+++ Sayfa

Yazarlar

Türkiye'nin Milli teknoloji hamlesi

“Teknolojik yapısıyla iç ve dış pazar rekabetinde kendisini geliştiren, yeterli bulan sanayi sektörleri İstanbul çeperlerinde yer almalıdır

6dk okuma
Türkiye'de İş Dünyası22.06.2023
Türkiye'nin Milli teknoloji hamlesi

İstanbul Sanayi Odası (İSO) Meclisi’nin haziran ayı olağan toplantısı, “Yeni Çağın Sanayisine Odaklı Bir Dönüşüm ve Üretimde Verimlilik Artışı İçin Önceliklerimiz” ana gündemi ile Odakule Fazıl Zobu Meclis Salonu’nda gerçekleştirildi. İSO Yönetim Kurulu Başkanı Erdal Bahçıvan’ın açılış konuşmasını yaptığı toplantıya, Sanayi ve Teknoloji Bakanı Mehmet Fatih Kacır konuk olarak katılarak gündeme ilişkin değerlendirmelerde bulundu.

YENİ ÇAĞIN SANAYİSİNE DÖNÜK DEĞİŞİM MODELİ

Üretim ve sanayide ‘Böyle gelmiş böyle gider’ anlayışının küresel gelişmeler doğrultusunda artık imkansız hale geldiğine dikkat çeken İSO Yönetim Kurulu Başkanı Erdal Bahçıvan “İSO ile Sanayi ve Teknoloji Bakanlığımız arasında samimi diyalog daha da pekiştirilip ileri boyutlara taşınarak, yeni çağın sanayisine dönük bir değişim için ‘birlikte başarmak’ modeline dönüşmeli” dedi.

Bahçıvan: “Teknolojik yapısıyla iç ve dış pazar rekabetinde kendisini geliştiren, yeterli bulan sanayi sektörleri İstanbul çeperlerinde yer almalıdır. Bu nedenle İstanbul’a yakın bölgelerde ‘Endüstriyel kent’ modeliyle tasarlanmış yeni nesil OSB’ler hayata geçirilmeli. Yine İstanbul’da kentsel dönüşüme benzer bir sanayi dönüşümü projesinin süratle hayata geçirilmesi artık çok kritik ve elzem.”

++++++

Yazılı görev 1:
Sayfaya göre şu soruları yanıtlayın:
(a) İSO Meclisi'nin haziran ayı olağan toplantısı hangi salonda yapıldı?
(b) Toplantıya konuk olarak hangi bakan katıldı?
(c) Bahçıvan'a göre İstanbul'a yakın bölgelerde hayata geçirilecek yeni nesil OSB'ler hangi modelle tasarlanmalı?
Sayfa ile satırlar ayrı kaynaklardan alınmıştır.

+++ Görev malzemesi

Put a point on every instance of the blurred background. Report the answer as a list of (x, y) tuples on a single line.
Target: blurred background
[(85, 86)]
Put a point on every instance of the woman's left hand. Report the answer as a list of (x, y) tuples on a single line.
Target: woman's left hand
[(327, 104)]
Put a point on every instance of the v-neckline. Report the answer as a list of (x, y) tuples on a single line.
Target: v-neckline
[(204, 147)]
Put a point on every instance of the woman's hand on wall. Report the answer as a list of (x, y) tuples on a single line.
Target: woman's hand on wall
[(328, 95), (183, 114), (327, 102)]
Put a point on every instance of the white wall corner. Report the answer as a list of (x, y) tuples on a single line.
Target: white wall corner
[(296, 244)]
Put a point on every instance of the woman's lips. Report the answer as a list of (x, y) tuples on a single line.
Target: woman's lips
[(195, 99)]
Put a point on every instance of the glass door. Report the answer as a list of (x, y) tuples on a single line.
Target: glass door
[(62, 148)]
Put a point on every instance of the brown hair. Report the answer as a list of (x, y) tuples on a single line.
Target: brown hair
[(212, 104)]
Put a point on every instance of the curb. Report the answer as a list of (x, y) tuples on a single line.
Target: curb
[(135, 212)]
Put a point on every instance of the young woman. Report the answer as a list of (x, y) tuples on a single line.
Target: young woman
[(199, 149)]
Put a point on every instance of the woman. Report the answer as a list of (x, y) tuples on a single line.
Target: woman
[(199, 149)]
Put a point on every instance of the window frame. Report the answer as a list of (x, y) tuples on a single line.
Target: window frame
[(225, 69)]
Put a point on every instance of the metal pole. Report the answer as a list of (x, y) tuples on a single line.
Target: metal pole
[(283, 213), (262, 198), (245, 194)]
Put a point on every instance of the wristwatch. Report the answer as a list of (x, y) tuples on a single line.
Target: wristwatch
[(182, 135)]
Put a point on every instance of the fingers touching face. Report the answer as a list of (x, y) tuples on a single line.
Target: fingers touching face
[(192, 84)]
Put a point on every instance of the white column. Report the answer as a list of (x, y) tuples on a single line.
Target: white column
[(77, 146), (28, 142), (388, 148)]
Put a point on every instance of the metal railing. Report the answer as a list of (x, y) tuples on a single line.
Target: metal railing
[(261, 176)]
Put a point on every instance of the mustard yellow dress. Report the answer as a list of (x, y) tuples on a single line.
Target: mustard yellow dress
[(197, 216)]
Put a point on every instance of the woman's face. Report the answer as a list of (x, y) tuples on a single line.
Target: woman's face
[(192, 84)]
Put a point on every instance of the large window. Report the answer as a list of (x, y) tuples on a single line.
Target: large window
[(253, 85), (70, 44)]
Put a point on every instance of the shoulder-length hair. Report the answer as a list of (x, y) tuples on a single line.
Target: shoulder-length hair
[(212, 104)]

++++++

Yazılı görev 2:
Satırlarda "Put a point on every instance of the metal railing." ifadesinin geçtiği satırdan başlayıp "[(253, 85), (70, 44)]" ifadesinin geçtiği satırda biten bölümü, iki uçtaki satırlar da dahil ve boş satırlar hariç, numaralı liste olarak aktarın.

Yanıt 1:
(a) Odakule Fazıl Zobu Meclis Salonu'nda.
(b) Sanayi ve Teknoloji Bakanı Mehmet Fatih Kacır.
(c) 'Endüstriyel kent' modeliyle.

Yanıt 2:
1. Put a point on every instance of the metal railing. Report the answer as a list of (x, y) tuples on a single line.
2. Target: metal railing
3. [(261, 176)]
4. Put a point on every instance of the mustard yellow dress. Report the answer as a list of (x, y) tuples on a single line.
5. Target: mustard yellow dress
6. [(197, 216)]
7. Put a point on every instance of the woman's face. Report the answer as a list of (x, y) tuples on a single line.
8. Target: woman's face
9. [(192, 84)]
10. Put a point on every instance of the large window. Report the answer as a list of (x, y) tuples on a single line.
11. Target: large window
12. [(253, 85), (70, 44)]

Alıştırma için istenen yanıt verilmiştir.